--- START OF Information shown ---
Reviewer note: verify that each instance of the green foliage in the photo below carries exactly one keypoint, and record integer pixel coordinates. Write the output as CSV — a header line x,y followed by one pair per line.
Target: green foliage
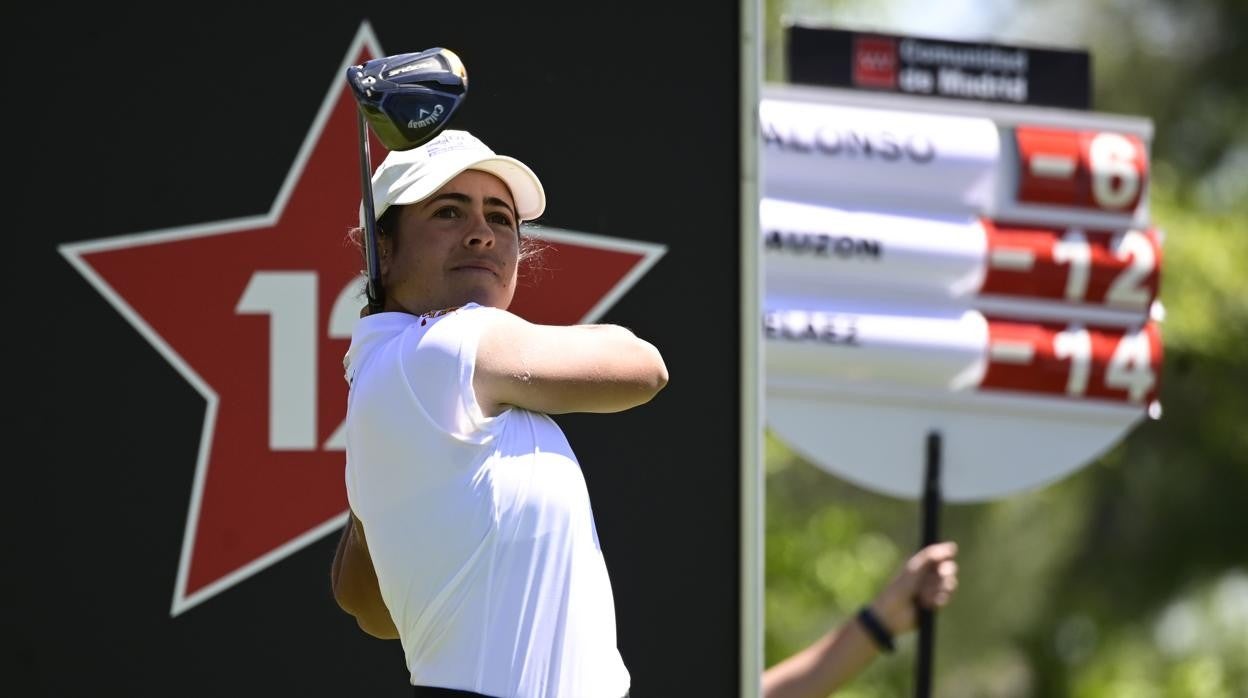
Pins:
x,y
1128,577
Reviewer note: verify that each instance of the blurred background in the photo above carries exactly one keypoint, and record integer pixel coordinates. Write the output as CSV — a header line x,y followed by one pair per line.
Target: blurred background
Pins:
x,y
1130,577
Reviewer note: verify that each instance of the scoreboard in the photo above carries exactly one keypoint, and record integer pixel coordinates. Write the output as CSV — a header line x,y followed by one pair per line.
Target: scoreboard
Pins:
x,y
984,270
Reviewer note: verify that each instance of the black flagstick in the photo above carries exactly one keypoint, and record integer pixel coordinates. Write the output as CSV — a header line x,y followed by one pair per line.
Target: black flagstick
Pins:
x,y
930,532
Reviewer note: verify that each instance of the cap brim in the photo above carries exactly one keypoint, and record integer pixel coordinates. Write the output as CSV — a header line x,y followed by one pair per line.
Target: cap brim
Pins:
x,y
519,179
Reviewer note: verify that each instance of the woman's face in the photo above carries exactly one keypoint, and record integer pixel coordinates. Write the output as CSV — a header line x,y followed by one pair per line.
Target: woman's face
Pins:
x,y
459,245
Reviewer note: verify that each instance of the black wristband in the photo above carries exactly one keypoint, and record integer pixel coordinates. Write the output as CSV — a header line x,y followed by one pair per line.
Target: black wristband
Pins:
--- END OF Information shown ---
Prompt:
Rewrite everything from the line containing "Reviewer note: verify that each instance of the black wristband" down to the end of the lines above, substituting "armband" for each "wristband" and leaving all else unchanged.

Exercise result:
Reviewer note: verify that each instance of the black armband in the photo above carries exactly one keypoint, and record integer pixel coordinates. Write the output as CSV — a header line x,y followed by one pair per line.
Target: black armband
Pins:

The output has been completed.